### What the task requires:
Each entry below should be returned exactly as is, with the pictures removed.

### Material for this task:
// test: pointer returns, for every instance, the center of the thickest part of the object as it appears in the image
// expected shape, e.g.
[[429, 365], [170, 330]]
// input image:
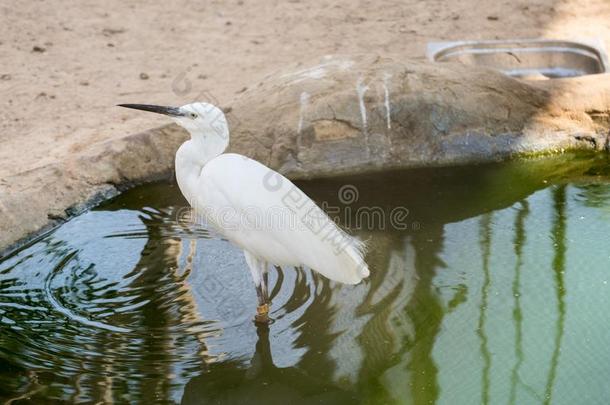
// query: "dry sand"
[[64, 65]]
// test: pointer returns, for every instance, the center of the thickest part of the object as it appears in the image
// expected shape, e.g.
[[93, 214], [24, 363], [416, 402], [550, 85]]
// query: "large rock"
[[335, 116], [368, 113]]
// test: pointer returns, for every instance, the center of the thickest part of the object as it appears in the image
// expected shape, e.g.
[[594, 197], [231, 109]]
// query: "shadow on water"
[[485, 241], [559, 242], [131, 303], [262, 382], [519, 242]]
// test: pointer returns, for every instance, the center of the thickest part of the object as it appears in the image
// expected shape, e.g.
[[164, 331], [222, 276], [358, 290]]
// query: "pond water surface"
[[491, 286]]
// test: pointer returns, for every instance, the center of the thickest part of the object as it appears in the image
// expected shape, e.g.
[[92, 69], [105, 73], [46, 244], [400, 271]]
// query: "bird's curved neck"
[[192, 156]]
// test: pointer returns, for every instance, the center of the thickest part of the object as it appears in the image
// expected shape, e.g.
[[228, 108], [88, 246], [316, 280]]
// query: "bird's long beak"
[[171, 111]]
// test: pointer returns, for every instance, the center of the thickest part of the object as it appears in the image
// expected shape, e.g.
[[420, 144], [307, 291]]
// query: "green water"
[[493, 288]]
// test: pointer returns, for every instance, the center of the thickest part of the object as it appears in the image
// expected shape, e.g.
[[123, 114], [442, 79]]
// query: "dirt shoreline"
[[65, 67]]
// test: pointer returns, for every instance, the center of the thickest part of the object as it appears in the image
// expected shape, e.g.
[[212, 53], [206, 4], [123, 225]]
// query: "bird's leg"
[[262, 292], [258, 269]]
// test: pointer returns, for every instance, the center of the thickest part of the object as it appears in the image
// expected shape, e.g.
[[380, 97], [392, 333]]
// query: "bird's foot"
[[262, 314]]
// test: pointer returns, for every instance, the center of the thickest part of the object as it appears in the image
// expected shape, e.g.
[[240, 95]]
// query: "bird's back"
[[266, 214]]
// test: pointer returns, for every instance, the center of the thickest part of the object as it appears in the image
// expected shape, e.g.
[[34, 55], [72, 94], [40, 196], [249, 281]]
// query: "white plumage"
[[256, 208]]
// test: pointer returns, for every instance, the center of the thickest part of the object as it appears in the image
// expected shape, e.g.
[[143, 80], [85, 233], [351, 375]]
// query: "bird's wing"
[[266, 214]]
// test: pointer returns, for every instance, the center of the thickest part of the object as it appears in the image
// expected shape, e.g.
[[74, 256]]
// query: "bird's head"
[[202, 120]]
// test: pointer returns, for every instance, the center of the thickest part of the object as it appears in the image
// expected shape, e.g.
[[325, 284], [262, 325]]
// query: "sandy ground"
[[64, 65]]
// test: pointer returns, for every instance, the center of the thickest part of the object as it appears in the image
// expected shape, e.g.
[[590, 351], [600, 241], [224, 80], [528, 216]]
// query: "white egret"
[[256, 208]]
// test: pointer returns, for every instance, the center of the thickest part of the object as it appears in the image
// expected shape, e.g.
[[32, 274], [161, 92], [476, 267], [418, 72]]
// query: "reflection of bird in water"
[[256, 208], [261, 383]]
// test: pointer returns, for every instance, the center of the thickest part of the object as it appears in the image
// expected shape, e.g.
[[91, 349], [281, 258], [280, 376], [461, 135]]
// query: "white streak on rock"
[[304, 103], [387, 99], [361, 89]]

### Written response:
// test: pointer returns, for every instance, the center of the thickest part of the object as it appears in the image
// expected shape, e.g.
[[429, 365], [170, 330]]
// input image:
// query: "dry sand"
[[64, 65]]
// test: pointer returns, for every instance, the center of the thickest part of the object as it appears in the image
// expected shape, e.g.
[[93, 214], [24, 363], [416, 402], [550, 85]]
// query: "large rock"
[[335, 116], [368, 113]]
// test: pointer returns, for every instance, the center of the thickest part of the object as it appears in the image
// expected shape, e.g.
[[594, 197], [231, 109]]
// query: "shadow on water"
[[485, 241], [559, 242], [131, 303], [262, 382], [519, 242]]
// test: pointer returns, for every instance, the center of the thickest part of the object as it appears in the image
// expected shape, e.g.
[[164, 331], [222, 276], [358, 290]]
// query: "pond water surface"
[[491, 286]]
// test: pointer returns, for every instance, the center of the thickest part of the object as it appears in the image
// expected shape, e.g.
[[92, 69], [105, 73], [46, 244], [400, 271]]
// query: "bird's curved neck"
[[192, 156]]
// test: pointer returns, for every instance, the center of the thickest part of the object as it appears in the image
// expected shape, e.g.
[[228, 108], [88, 246], [316, 280]]
// query: "bird's long beak"
[[171, 111]]
// test: pointer returns, for every instance, the center of the thickest part of the object as it appears in the image
// expected shape, e.g.
[[420, 144], [307, 291]]
// query: "green water"
[[493, 288]]
// test: pointer returns, for every instance, the center of the thickest part of the object as it appears in the image
// expected shape, e.g.
[[123, 114], [442, 79]]
// query: "dirt shoreline"
[[65, 67]]
// test: pointer returns, for every instance, the center of the thickest part of the object as it appears in the image
// expected shape, e.g.
[[212, 53], [206, 4], [123, 225]]
// query: "bird's leg"
[[262, 292], [258, 269]]
// test: pointer returns, for every instance, the center of the thickest part of the object as it appears in the image
// expected shape, e.g.
[[380, 97], [392, 333]]
// query: "bird's foot"
[[262, 314]]
// test: pointer returns, for every instance, the center of the thickest part of the object as it appears in the image
// expected shape, e.g.
[[240, 95]]
// query: "bird's back"
[[266, 214]]
// test: pointer returns, for every instance, the center of the thickest part of the object as it appears in the image
// expected shape, e.g.
[[34, 55], [72, 94], [40, 196], [249, 281]]
// query: "white plumage"
[[256, 208]]
// test: pointer returns, for every instance, the center of the thickest part of the object as it appears in the image
// expected shape, e.g.
[[143, 80], [85, 233], [351, 375]]
// query: "bird's wing"
[[266, 214]]
// test: pointer returns, for every instance, the center of the thickest part of the object as it appears in the image
// expected shape, e.g.
[[74, 256]]
// query: "bird's head"
[[202, 120]]
// test: pointer returns, for every instance, the center of the thickest part of the object as it appears in the image
// expected shape, e.g.
[[325, 284], [262, 325]]
// query: "sandy ground"
[[64, 65]]
// test: pointer returns, for every instance, the center of the thickest part of the object as it appears in the image
// expected shape, e.g.
[[590, 351], [600, 241], [224, 80], [528, 216]]
// query: "white egret"
[[256, 208]]
// test: pointer returns, for every instance, the center of the thickest part of the object as it appears in the image
// expected shape, e.g.
[[32, 274], [161, 92], [476, 267], [418, 72]]
// query: "reflection of bird in water"
[[256, 208], [261, 383]]
// test: pointer returns, for every instance, the center of the thickest part of the object as it appears in the image
// expected shape, e.g.
[[91, 349], [281, 258], [280, 376], [461, 135]]
// query: "white streak on rock"
[[304, 103], [387, 99], [361, 89]]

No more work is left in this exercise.